● **Data entries**
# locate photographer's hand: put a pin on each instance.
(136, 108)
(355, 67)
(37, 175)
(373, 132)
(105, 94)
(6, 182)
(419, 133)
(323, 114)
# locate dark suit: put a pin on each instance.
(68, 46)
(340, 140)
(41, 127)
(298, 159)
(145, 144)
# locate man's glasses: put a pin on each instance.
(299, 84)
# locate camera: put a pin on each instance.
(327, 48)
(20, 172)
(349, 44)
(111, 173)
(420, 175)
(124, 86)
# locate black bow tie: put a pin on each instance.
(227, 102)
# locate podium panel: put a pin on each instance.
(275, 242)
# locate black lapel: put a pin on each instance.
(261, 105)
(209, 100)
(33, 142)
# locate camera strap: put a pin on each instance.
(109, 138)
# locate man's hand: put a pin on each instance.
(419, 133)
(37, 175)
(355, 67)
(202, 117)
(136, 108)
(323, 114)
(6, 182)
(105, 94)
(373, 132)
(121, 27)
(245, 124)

● **Set exercise**
Could you format the data above as a JSON list of strings, with one string per line and blank lines left out?

● **Response to the exercise**
[
  "# locate photographer's hand: put a pin on each instance.",
  "(136, 108)",
  "(355, 67)",
  "(37, 175)",
  "(373, 132)",
  "(105, 94)",
  "(6, 182)",
  "(419, 133)",
  "(323, 114)",
  "# locate dark suit: put a pin on each instance.",
  "(68, 46)",
  "(340, 140)",
  "(41, 127)",
  "(298, 159)",
  "(145, 144)",
  "# locate man's glasses: put a pin on each instance.",
  "(299, 84)",
  "# locate camera: put a pin on each instance.",
  "(327, 48)",
  "(20, 172)",
  "(349, 44)",
  "(111, 173)",
  "(420, 175)",
  "(124, 86)",
  "# locate black bow tie: put a pin on each instance.",
  "(227, 102)",
  "# locate podium panel: put a pin on each instance.",
  "(275, 242)",
  "# locate black lapel: put a pin on each instance.",
  "(261, 105)",
  "(209, 100)",
  "(33, 142)",
  "# locate camera strap: put a pin on each instance.",
  "(109, 138)",
  "# locate man's hand: put a pin on each instance.",
  "(419, 133)",
  "(37, 175)",
  "(355, 67)",
  "(202, 117)",
  "(136, 108)",
  "(323, 114)",
  "(6, 182)",
  "(105, 94)",
  "(373, 132)",
  "(121, 27)",
  "(245, 124)"
]